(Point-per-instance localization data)
··········

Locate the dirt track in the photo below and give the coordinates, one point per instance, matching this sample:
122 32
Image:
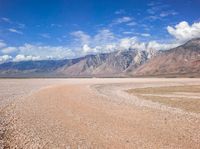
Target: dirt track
92 113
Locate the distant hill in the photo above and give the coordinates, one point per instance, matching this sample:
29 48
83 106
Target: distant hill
183 61
99 65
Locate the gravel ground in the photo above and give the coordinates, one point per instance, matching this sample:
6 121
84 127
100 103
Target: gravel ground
92 113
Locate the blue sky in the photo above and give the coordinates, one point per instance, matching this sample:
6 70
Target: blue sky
44 29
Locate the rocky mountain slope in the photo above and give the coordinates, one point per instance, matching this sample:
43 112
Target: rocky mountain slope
181 61
99 65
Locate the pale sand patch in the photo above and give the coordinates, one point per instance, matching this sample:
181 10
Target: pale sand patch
94 113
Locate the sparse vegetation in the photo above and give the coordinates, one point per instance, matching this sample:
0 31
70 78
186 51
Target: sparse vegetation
154 94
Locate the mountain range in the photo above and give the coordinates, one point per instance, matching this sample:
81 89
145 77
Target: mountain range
182 61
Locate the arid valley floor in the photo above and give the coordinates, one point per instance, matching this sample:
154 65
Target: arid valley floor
100 113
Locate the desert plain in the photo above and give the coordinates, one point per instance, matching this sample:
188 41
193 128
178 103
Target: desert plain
100 113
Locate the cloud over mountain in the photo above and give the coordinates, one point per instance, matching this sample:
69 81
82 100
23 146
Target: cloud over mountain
183 31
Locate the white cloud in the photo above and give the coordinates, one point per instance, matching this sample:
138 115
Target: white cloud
121 11
2 44
82 37
14 31
145 35
5 58
45 35
6 20
131 23
124 19
103 36
56 52
21 57
168 13
183 31
8 50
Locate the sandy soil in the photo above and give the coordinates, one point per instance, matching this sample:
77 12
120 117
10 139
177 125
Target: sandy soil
92 113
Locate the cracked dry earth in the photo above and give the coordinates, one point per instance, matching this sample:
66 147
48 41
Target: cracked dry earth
92 113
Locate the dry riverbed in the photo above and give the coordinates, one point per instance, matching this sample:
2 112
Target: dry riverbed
99 113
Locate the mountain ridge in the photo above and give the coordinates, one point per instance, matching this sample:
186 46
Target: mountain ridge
183 60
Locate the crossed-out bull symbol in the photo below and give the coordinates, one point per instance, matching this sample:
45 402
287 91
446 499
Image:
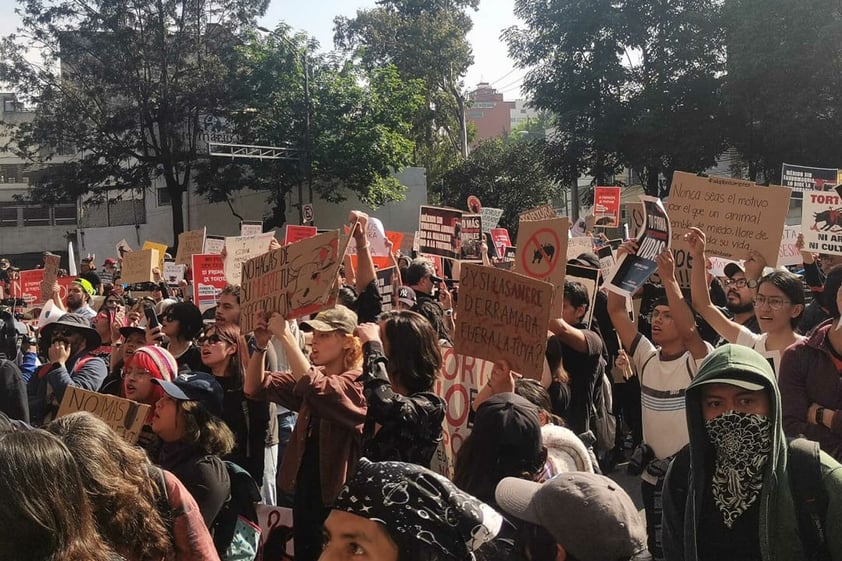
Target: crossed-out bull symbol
832 218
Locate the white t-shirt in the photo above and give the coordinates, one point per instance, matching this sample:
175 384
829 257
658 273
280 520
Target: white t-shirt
662 387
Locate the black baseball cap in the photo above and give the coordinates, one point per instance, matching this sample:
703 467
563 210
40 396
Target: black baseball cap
195 386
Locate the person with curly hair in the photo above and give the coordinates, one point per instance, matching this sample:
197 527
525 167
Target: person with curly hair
145 513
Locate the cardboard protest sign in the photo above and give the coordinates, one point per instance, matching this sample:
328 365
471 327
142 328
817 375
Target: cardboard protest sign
461 379
545 212
376 235
490 218
251 228
386 282
736 217
276 535
239 249
803 179
173 273
821 220
438 231
125 416
189 243
471 238
208 280
501 239
51 266
789 254
503 315
577 245
632 271
294 280
295 233
214 245
162 250
137 266
542 249
589 277
30 286
123 247
606 207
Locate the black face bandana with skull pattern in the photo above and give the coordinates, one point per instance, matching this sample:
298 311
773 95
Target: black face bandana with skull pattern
743 444
417 505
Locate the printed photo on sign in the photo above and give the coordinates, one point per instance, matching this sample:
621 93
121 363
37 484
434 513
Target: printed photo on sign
439 231
821 222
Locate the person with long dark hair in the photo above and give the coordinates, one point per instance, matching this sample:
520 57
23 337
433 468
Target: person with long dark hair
45 514
401 363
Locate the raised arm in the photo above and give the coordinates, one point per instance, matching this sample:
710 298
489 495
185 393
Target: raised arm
682 315
699 289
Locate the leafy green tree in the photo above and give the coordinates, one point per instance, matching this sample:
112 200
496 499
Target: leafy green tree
507 173
122 86
783 87
425 40
350 128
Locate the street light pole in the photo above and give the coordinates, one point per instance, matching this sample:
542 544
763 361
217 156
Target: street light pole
307 164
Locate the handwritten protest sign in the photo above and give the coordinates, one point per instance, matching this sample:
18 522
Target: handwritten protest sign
503 315
239 249
606 207
297 233
471 237
545 212
577 245
126 417
490 218
386 281
208 280
251 228
789 254
162 250
214 245
138 265
438 231
461 379
189 243
736 217
632 271
51 265
821 219
294 280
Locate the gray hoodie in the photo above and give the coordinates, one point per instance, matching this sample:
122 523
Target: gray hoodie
683 488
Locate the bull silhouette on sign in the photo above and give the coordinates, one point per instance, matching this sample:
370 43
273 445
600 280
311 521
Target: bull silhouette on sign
545 250
832 218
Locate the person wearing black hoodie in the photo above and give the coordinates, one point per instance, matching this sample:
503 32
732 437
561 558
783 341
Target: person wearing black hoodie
727 494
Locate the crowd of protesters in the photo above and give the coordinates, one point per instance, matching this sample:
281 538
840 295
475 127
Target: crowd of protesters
719 393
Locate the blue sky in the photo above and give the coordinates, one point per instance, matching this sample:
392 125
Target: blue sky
491 62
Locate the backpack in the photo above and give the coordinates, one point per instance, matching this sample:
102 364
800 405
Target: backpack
236 531
810 497
603 422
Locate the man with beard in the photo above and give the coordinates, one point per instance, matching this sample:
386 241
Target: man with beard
665 365
740 287
71 340
78 301
739 490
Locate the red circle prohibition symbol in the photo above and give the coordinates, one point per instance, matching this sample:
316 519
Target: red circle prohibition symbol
533 241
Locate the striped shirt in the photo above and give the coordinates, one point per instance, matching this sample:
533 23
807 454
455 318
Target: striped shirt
662 387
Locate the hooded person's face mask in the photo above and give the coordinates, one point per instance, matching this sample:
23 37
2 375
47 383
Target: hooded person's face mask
743 444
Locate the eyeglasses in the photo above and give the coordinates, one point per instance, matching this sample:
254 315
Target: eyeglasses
739 283
663 316
137 374
775 302
212 340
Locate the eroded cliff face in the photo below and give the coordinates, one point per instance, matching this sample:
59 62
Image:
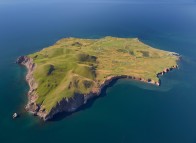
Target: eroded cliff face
32 96
71 104
65 105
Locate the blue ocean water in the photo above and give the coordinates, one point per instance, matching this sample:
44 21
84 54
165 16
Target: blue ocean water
128 111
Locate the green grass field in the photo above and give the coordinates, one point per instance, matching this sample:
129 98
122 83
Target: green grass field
74 65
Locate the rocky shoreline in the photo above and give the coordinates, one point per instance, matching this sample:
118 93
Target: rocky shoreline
71 104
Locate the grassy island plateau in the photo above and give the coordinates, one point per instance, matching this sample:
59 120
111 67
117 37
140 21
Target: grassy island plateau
64 76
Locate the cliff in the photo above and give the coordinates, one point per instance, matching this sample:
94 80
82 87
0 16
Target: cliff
62 79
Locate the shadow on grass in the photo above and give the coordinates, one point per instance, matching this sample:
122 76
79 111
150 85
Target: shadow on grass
89 104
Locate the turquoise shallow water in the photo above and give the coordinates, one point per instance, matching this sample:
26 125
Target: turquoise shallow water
128 111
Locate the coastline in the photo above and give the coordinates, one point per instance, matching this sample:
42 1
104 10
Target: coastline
72 104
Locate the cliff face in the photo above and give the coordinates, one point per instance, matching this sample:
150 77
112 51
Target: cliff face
65 105
71 104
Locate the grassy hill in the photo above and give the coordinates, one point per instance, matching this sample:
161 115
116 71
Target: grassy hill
74 65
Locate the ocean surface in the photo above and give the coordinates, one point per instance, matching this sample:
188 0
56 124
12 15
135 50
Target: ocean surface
127 111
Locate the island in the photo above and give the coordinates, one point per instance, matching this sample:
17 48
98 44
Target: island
63 77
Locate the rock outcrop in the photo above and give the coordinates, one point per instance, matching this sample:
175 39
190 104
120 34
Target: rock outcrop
71 104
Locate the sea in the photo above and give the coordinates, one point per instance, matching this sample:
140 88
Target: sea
127 111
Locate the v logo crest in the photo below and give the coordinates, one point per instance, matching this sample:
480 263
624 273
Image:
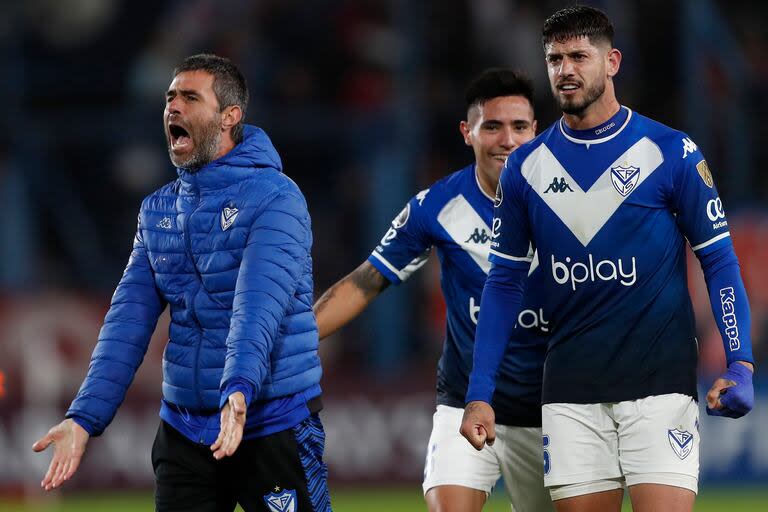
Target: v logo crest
228 216
585 213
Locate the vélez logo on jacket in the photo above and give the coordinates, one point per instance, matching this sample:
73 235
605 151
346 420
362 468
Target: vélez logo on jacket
228 216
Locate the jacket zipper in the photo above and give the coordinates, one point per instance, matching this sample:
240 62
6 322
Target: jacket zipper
193 313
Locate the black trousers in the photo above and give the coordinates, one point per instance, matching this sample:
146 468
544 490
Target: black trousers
282 472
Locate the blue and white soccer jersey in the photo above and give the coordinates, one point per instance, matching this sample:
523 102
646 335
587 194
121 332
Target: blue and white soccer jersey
609 211
455 216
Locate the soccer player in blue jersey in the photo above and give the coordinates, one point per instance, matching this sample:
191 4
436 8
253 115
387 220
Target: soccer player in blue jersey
455 217
610 199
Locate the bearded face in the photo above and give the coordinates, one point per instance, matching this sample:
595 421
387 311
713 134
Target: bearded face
193 122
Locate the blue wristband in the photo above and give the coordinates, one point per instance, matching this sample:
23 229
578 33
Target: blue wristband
737 400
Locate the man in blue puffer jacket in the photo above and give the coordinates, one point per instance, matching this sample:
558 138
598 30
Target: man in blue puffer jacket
227 247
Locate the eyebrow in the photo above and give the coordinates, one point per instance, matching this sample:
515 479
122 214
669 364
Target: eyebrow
183 92
514 121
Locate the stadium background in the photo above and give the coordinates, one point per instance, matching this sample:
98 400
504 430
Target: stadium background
362 98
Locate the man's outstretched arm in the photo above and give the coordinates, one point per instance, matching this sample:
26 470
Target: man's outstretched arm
346 299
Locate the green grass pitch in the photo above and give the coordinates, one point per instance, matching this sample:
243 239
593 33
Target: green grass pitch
374 500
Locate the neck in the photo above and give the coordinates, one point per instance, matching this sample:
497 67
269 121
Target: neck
488 181
596 114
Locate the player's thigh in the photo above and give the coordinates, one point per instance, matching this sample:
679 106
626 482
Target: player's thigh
455 498
580 444
451 460
659 441
603 501
651 497
187 477
284 471
521 458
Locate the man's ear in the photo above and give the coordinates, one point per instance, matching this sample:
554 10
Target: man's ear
614 62
464 129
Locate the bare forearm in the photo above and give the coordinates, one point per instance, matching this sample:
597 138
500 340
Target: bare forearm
346 299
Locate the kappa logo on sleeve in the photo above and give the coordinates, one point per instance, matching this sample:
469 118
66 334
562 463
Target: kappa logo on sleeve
706 175
728 304
689 147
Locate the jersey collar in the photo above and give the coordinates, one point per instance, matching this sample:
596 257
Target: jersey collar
602 133
480 186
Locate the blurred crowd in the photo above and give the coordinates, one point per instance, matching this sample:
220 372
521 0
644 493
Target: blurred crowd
362 98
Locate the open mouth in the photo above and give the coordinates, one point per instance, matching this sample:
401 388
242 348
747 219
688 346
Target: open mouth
568 87
180 138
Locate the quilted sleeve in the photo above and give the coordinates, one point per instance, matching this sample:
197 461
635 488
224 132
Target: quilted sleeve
274 259
123 341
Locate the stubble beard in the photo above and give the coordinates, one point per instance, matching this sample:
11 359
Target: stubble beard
577 108
206 146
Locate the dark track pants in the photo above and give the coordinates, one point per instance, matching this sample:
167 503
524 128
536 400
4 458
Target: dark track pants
281 472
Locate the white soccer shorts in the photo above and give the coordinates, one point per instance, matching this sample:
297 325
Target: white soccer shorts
516 454
598 447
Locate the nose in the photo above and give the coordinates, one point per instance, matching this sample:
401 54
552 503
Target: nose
173 105
566 67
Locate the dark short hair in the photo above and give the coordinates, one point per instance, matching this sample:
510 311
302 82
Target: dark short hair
228 84
496 82
578 21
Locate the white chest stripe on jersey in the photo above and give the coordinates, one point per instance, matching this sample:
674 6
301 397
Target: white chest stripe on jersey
459 219
585 213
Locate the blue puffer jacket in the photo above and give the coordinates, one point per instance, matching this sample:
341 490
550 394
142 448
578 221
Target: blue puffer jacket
228 249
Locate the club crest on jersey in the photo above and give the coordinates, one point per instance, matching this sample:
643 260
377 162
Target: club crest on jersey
704 172
228 216
165 223
624 179
283 502
681 442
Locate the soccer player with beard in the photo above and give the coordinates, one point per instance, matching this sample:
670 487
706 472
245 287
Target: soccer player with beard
455 216
610 199
227 247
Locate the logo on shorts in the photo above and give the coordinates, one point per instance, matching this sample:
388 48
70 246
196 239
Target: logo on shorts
283 502
681 442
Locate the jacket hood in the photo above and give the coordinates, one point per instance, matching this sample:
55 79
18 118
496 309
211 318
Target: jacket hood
254 152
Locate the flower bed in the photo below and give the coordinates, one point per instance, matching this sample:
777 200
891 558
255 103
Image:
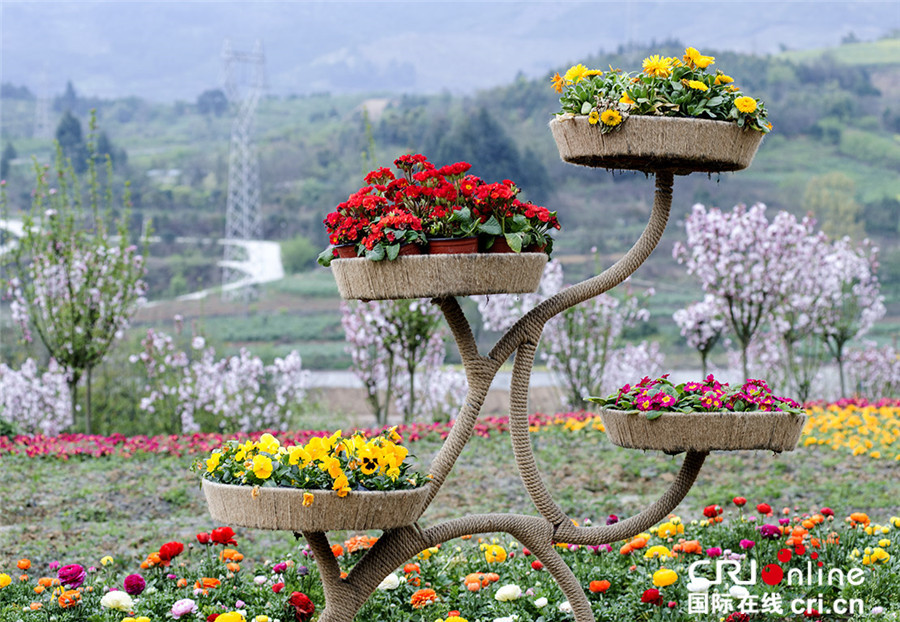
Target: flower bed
831 425
776 552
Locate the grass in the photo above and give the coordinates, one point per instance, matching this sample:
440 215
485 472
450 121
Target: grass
81 510
866 53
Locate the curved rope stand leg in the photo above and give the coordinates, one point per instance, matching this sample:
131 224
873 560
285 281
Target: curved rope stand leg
344 597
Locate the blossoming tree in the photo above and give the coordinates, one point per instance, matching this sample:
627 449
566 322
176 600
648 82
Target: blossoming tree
702 324
743 260
77 277
397 348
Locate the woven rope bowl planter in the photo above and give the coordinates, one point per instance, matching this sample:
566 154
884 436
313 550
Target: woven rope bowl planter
677 432
283 509
657 143
439 276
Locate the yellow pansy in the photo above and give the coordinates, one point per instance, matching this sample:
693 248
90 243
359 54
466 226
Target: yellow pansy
262 466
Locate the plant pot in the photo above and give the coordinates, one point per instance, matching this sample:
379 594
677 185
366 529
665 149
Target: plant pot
346 251
283 509
438 276
677 432
650 144
500 245
452 246
409 249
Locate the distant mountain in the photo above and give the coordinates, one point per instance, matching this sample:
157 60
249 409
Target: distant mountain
165 51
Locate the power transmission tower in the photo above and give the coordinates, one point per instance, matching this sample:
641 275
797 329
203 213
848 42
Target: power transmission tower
244 81
42 127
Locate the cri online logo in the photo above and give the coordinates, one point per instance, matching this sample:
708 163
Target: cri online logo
774 574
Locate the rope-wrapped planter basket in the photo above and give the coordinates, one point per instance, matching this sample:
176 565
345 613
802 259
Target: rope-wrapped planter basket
651 144
674 432
439 276
283 509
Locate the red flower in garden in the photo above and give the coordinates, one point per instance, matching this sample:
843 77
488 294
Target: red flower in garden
223 536
169 551
652 597
302 605
711 511
598 587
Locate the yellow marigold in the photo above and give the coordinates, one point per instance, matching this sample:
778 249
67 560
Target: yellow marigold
693 58
657 551
262 466
657 66
745 104
697 85
664 577
268 443
611 118
495 553
576 73
559 83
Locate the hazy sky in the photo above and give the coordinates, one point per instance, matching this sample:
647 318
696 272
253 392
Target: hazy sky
167 50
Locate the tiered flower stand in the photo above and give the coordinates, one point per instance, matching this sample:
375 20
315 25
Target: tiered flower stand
443 278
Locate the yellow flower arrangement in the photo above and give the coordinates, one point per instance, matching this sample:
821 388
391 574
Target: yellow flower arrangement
337 463
665 86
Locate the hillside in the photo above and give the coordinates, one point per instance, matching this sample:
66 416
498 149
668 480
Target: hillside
834 111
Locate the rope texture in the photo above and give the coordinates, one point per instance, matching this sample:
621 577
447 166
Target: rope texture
344 597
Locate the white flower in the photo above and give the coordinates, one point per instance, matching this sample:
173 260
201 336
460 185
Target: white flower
699 584
391 582
508 592
117 600
739 592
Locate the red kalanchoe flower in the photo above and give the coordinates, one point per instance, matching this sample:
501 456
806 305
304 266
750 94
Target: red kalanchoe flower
652 597
169 551
302 605
134 584
711 511
223 536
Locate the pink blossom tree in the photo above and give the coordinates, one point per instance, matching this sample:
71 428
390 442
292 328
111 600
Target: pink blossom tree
77 279
702 324
193 389
851 301
398 352
35 402
744 261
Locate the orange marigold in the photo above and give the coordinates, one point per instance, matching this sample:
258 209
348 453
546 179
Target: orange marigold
422 598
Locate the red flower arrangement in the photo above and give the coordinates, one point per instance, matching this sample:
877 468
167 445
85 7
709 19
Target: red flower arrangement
391 212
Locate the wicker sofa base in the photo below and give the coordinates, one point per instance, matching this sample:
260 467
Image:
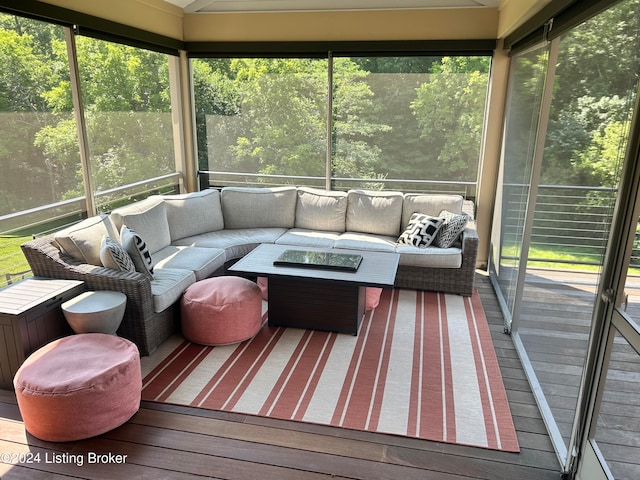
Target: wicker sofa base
144 327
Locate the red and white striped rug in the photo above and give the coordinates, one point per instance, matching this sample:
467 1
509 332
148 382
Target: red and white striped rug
423 365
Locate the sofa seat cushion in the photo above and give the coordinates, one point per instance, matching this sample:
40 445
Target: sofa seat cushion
167 286
374 212
321 210
366 241
244 207
309 238
193 213
148 218
82 240
235 242
202 261
433 257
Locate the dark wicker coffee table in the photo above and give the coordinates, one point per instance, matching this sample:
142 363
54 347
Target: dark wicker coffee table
318 298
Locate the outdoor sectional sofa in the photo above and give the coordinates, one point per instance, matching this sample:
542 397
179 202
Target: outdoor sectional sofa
193 236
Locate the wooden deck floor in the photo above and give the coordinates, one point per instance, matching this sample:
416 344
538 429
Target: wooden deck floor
161 441
554 328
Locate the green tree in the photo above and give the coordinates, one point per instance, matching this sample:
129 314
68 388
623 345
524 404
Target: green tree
450 111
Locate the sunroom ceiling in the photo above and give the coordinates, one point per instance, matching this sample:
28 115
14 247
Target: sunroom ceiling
204 6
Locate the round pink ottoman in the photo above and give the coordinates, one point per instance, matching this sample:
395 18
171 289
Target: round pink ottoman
221 311
79 387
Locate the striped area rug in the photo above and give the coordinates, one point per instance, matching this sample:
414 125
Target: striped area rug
423 365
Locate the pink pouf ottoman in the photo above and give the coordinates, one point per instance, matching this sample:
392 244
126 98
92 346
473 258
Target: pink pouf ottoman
79 387
221 311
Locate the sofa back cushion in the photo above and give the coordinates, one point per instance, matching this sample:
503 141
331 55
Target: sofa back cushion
193 213
321 210
244 207
82 240
374 212
429 204
148 218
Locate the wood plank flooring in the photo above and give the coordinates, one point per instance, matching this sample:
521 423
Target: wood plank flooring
171 442
554 327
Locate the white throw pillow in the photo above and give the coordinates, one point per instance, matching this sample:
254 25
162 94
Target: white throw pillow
82 240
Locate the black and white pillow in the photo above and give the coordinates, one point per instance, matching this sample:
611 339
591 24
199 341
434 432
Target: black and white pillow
137 250
113 255
451 228
421 230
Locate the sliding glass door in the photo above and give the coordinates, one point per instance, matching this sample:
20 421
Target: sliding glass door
558 192
526 86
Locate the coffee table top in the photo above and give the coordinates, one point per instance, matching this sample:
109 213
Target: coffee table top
377 269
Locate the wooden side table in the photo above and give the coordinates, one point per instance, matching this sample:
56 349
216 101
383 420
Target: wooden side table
30 317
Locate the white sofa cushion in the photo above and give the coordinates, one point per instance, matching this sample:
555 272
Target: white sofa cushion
366 241
321 210
429 204
82 241
167 286
309 238
374 212
193 213
202 261
236 243
258 207
148 218
431 256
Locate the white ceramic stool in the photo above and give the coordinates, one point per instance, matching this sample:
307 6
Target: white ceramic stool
95 312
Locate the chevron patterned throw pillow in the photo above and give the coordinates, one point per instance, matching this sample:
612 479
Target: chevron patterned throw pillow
421 230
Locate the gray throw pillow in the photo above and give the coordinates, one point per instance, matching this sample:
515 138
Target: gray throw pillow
114 256
421 230
137 250
451 228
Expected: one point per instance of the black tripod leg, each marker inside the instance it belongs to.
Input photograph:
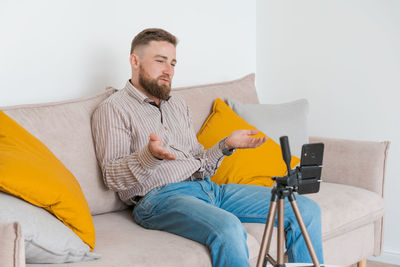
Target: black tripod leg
(266, 241)
(303, 228)
(281, 230)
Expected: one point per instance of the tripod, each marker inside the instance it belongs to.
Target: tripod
(281, 190)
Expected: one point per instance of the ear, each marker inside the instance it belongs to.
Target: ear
(134, 60)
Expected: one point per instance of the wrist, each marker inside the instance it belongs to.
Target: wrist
(227, 144)
(226, 148)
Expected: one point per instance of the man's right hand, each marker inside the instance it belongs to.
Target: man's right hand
(157, 150)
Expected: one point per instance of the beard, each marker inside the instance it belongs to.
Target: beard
(152, 87)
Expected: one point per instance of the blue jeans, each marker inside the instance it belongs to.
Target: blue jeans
(212, 214)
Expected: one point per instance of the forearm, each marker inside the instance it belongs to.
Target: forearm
(126, 172)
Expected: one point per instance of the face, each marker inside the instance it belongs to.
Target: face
(155, 68)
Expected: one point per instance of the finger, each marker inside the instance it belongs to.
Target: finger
(154, 137)
(252, 132)
(166, 155)
(170, 156)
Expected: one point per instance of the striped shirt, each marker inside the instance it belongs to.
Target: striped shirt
(121, 126)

··········

• _TASK STATEMENT_: Copy every line from the records that holds the string "belongs".

• _REPLY_:
Expected: one point per instance of the black tripod leg, each marker inside the instance it belongs to.
Expected: one point per instance of the tripod, each marker inside the instance it belongs to.
Expected: one point per instance of the ear, each marker inside the instance it belongs to.
Expected: one point per instance of the wrist, each marker inside the instance it belongs to.
Expected: one point per instance of the man's right hand, each marker inside the instance it belongs to.
Expected: one point per instance of the beard, each marker inside the instance it belongs to.
Expected: one point per instance of the blue jeans, each marker inside the instance it belongs to.
Expected: one point per instance of the forearm, each marker inside the instance it belongs to.
Expected: one point per instance of the face, each marker inside the instance it belongs to.
Expected: one point per instance of the finger, each marker inside the instance it belongs to.
Expected: one point per instance of the striped shirt, each marker inside the instance it belongs to.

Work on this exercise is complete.